— TASK BRIEF —
Reproduce the material below line for line, without changing a single character.

Saved entries:
────────────────────────────────────────

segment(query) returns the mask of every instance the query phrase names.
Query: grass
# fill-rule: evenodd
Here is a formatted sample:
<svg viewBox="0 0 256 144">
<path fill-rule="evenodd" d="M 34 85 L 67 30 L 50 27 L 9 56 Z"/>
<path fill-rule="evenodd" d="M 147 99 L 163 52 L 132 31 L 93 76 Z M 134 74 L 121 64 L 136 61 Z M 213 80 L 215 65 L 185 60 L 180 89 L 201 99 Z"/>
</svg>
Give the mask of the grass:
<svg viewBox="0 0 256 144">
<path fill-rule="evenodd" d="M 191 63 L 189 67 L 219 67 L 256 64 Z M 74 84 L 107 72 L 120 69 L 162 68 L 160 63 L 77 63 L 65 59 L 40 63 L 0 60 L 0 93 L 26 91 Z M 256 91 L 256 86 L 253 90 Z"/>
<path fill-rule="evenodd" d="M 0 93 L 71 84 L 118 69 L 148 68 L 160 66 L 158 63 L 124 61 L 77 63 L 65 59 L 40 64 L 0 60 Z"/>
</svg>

────────────────────────────────────────

— THE SOLUTION —
segment(query) returns the mask of every instance the query phrase names.
Query: grass
# fill-rule: evenodd
Here is a formatted sample:
<svg viewBox="0 0 256 144">
<path fill-rule="evenodd" d="M 34 85 L 67 30 L 50 27 L 9 56 Z"/>
<path fill-rule="evenodd" d="M 147 99 L 163 52 L 132 31 L 93 76 Z M 134 74 L 121 64 L 136 61 Z M 213 80 L 215 65 L 185 60 L 180 89 L 201 99 Z"/>
</svg>
Give the mask of the grass:
<svg viewBox="0 0 256 144">
<path fill-rule="evenodd" d="M 191 63 L 189 67 L 219 67 L 256 64 Z M 74 84 L 107 72 L 120 69 L 162 68 L 160 63 L 77 63 L 65 59 L 40 63 L 0 60 L 0 93 L 26 91 Z M 256 91 L 256 86 L 253 90 Z"/>
<path fill-rule="evenodd" d="M 0 93 L 71 84 L 118 69 L 148 68 L 160 66 L 158 63 L 124 61 L 77 63 L 65 59 L 40 64 L 0 60 Z"/>
</svg>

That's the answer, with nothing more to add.